Data supplied:
"""

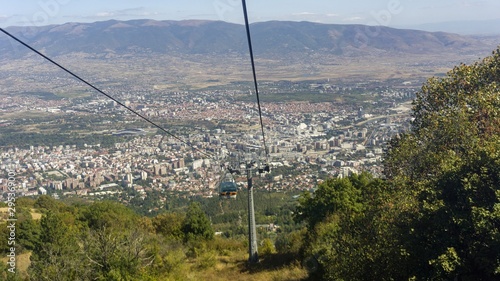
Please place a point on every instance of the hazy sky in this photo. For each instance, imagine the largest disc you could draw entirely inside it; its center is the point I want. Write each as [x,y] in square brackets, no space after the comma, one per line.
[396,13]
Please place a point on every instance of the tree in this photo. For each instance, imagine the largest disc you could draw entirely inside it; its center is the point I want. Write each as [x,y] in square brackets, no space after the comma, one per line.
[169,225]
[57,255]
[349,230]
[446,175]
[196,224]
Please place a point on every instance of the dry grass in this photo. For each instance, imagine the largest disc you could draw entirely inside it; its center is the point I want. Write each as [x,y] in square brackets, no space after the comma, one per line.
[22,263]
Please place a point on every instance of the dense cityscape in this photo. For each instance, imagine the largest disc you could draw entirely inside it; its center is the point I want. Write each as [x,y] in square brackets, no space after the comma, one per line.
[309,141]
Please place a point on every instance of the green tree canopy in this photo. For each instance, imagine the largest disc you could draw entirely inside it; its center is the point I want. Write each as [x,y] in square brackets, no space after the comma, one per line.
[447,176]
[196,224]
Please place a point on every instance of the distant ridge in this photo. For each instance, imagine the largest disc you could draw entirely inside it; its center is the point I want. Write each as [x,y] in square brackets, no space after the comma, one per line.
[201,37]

"""
"""

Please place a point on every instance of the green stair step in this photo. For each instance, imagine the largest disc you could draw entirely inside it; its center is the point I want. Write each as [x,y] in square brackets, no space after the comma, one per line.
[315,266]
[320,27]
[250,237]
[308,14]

"""

Challenge:
Which lines in the entries above contain the word "largest", with case counting? Pick out each such line and copy it in full.

The completed task:
Please place a point on every instance of the hazy sky in this photo. For each instance, imagine the largest disc you could draw entirely inside it; its center is the point I want. Write each as [x,y] in square brackets, no space after the comma, one per line.
Please place a point on every instance of the tree in this photo. For each instance, imagine the largest disc you could draw entirely inside it; its center is the point I want. Write each as [x,y] in square brackets, no space after the comma, one per line.
Please place a point on every instance of the dry grass in this photo. For each instance, imagine the largest disc you could draw entirely inside it; its center is the point I want. Write each as [x,y] in square brackets, no space after the comma, one per line.
Please place a point on every instance of the dense cityscape in this photo. For each instance, imagine the largest disc you could draw entirely inside it; its center is the point I want. Write each as [x,y] in square brackets, no space after the comma, one per line.
Please place a point on every instance of the green tree canopy in this photo. For each instance, imagine the largest disc you could draw entirely inside it; its center is the point I want. Write each as [x,y] in square brackets, no space after the comma, one per line.
Please place a point on every instance of the distant ridge in this photo. For each instance, imagine the largest disc you could draw entirely inside it; its center is the point I want. Write each as [x,y] in square brackets, no space after the comma, one per line.
Please place a point on every instance of the green stair step in this photo. For each instance, imagine the largest disc you could draw entirely inside it; its center is the point I want. Write each as [x,y] in square brackets, no space after the comma, one per line.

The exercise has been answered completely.